── Texto proporcionado ──

Más tarde, los tres cardenales escrutadores habían contabilizado en presencia de los electores los votos, verificando que el número de papeletas se había correspondido con el número de votantes. Se anotaron en una relación los nombre de los votantes, y se cosieron con una aguja e hilo los votos para mantenerlos unidos.

Los tres revisores verificaron las notas de los escrutadores y revisaron los votos de estos, asegurándose que habían realizado su cometido según las normas. Al término del proceso a las siete de la tarde, en vísperas de la Liturgia de las Horas, la sesión concluyó sin que ninguno de los candidatos hubiera obtenido la mayoría de dos tercios necesarios. Veinte minutos más tarde, los cardenales retornaban a la Casa Santa Marta. En la estufa preparada dentro de la capilla, se agregaron sustancias químicas al fuego para que el humo indicara mediante su color los resultados de las votaciones.

A las ocho de la tarde, hora de Roma, ante la expectación de los devotos que se encontraban a lo largo de la plaza de San Pedro y de los numerosos medios de comunicación que esperaban trasladar al mundo la elección del nuevo Pontífice, de la chimenea del techo de la Capilla Sixtina se pudo vislumbrar un humo negro. La «fumata negra» indicaba a los fieles que la primera votación para la elección del sucesor de Juan Pablo II no había tenido éxito. Tocaba esperar.

───

Tareas por realizar>
a) Responda, según el texto sobre la primera votación del cónclave, a estas preguntas:
(i) ¿Con qué se cosieron los votos para mantenerlos unidos?
(ii) ¿A qué hora concluyó la sesión?
(iii) ¿De qué color fue el humo que salió de la chimenea de la Capilla Sixtina?
b) Resuma de forma más breve el párrafo del texto sobre la primera votación del cónclave que empieza con «Los tres revisores verificaron», conservando sus datos principales.
c) Reproduzca fielmente el fragmento del texto sobre la primera votación del cónclave que comienza en «A las ocho de» y termina en «éxito. Tocaba esperar.».
Los datos proceden de una fuente distinta.

── Extracto de datos ──

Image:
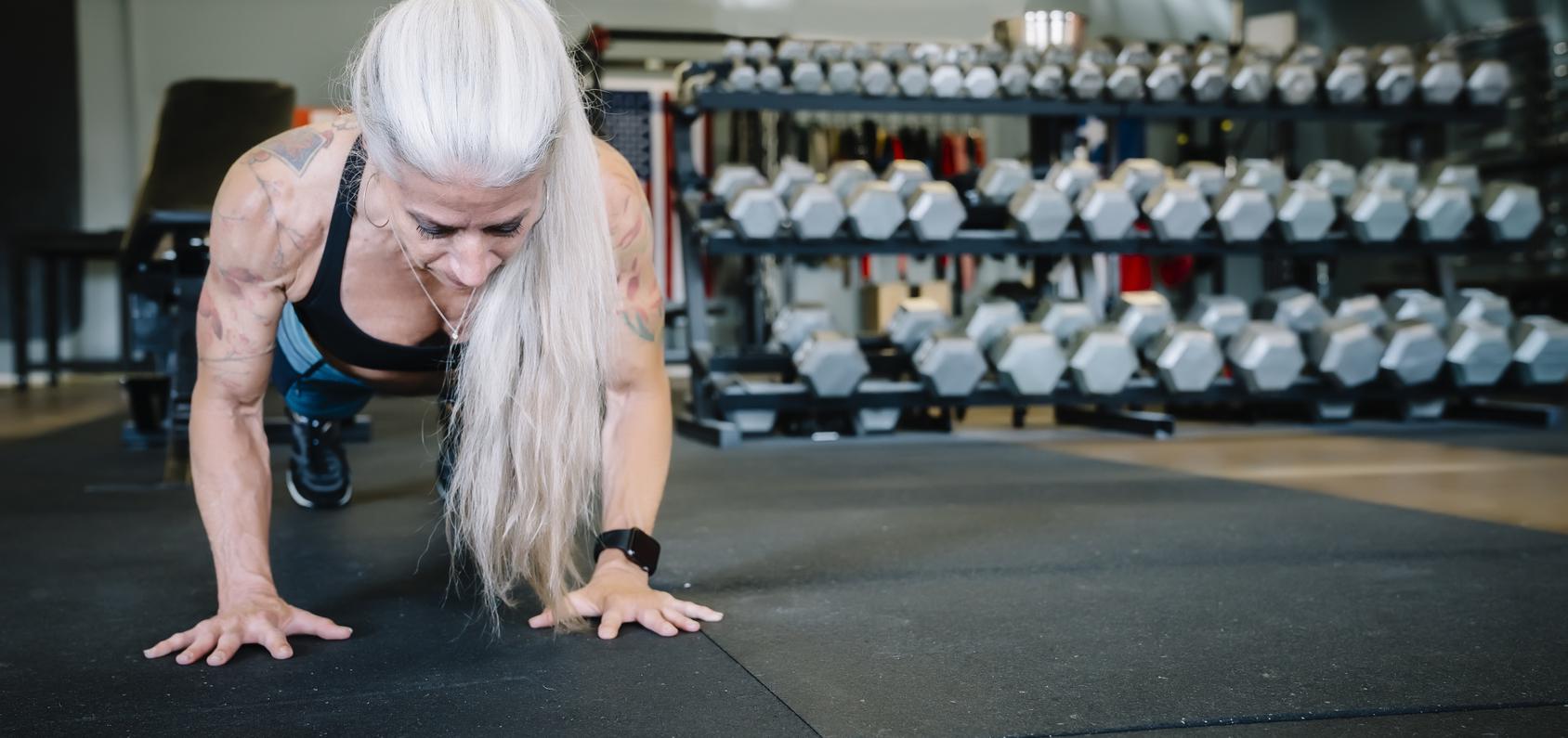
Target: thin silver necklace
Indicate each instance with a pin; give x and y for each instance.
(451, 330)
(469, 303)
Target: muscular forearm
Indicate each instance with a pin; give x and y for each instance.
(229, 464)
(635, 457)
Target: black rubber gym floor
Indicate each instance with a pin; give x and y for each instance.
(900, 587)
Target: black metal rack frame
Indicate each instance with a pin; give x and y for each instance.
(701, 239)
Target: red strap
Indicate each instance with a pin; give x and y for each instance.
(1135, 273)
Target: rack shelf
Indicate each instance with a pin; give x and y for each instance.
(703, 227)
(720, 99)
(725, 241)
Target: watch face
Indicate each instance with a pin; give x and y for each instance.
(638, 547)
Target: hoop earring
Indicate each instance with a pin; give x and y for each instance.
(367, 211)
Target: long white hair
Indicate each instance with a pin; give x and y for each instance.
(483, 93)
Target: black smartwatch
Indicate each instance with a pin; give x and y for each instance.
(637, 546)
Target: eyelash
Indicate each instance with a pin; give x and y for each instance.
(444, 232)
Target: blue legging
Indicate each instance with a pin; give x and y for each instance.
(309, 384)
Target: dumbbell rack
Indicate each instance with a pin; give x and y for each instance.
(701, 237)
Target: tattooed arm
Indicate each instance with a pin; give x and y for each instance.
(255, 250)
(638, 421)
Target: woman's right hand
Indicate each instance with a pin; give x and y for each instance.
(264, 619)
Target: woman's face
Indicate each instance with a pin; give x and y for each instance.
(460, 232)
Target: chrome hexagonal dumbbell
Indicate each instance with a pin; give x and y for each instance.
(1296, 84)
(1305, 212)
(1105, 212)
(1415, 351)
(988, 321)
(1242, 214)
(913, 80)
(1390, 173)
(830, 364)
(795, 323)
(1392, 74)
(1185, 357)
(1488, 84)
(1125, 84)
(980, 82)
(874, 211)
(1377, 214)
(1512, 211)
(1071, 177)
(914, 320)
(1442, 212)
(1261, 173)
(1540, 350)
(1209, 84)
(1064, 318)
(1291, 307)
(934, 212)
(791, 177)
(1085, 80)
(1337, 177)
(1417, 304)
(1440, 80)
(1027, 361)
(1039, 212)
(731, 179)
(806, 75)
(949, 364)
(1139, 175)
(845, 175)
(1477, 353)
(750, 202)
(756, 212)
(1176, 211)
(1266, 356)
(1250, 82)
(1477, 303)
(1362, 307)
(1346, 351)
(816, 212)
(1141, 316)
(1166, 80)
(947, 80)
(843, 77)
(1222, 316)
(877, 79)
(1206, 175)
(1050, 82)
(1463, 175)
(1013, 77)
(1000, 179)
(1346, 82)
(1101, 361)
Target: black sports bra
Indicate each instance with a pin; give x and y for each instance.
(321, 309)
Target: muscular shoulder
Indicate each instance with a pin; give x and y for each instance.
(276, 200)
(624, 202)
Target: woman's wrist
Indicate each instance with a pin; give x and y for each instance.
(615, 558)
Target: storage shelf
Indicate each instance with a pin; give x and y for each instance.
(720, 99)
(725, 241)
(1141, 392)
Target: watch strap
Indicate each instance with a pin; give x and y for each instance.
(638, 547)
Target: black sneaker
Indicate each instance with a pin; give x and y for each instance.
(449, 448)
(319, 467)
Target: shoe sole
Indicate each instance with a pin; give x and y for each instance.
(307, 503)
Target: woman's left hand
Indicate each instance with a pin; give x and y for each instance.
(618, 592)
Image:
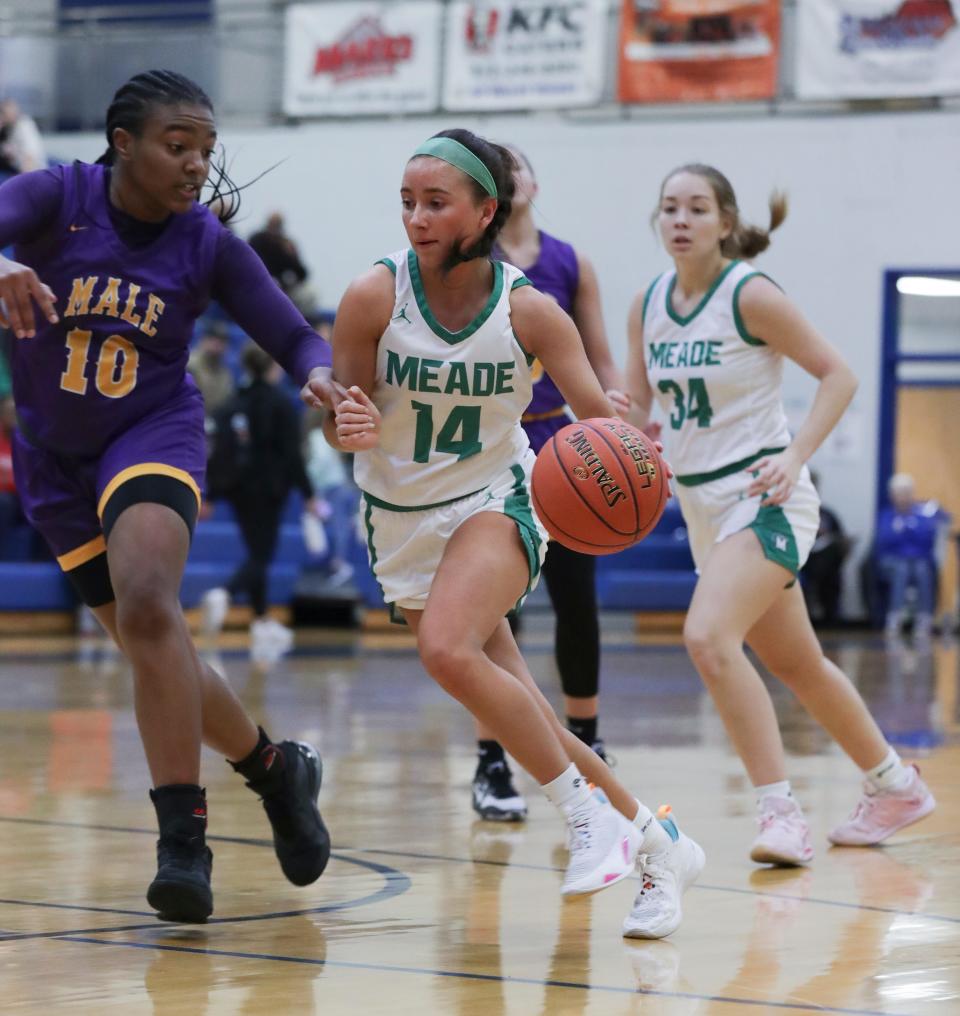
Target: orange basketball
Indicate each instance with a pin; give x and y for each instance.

───

Respuestas por tarea>
a)
(i) Con una aguja e hilo.
(ii) A las siete de la tarde.
(iii) Negro.

b) Los tres revisores comprobaron que los escrutadores habían cumplido su cometido según las normas. La sesión terminó a las siete de la tarde, en vísperas de la Liturgia de las Horas, sin que ningún candidato obtuviera la mayoría de dos tercios necesaria. Veinte minutos después, los cardenales regresaron a la Casa Santa Marta. En la estufa de la capilla se añadieron sustancias químicas al fuego para que el color del humo indicara los resultados.

c)
A las ocho de la tarde, hora de Roma, ante la expectación de los devotos que se encontraban a lo largo de la plaza de San Pedro y de los numerosos medios de comunicación que esperaban trasladar al mundo la elección del nuevo Pontífice, de la chimenea del techo de la Capilla Sixtina se pudo vislumbrar un humo negro. La «fumata negra» indicaba a los fieles que la primera votación para la elección del sucesor de Juan Pablo II no había tenido éxito. Tocaba esperar.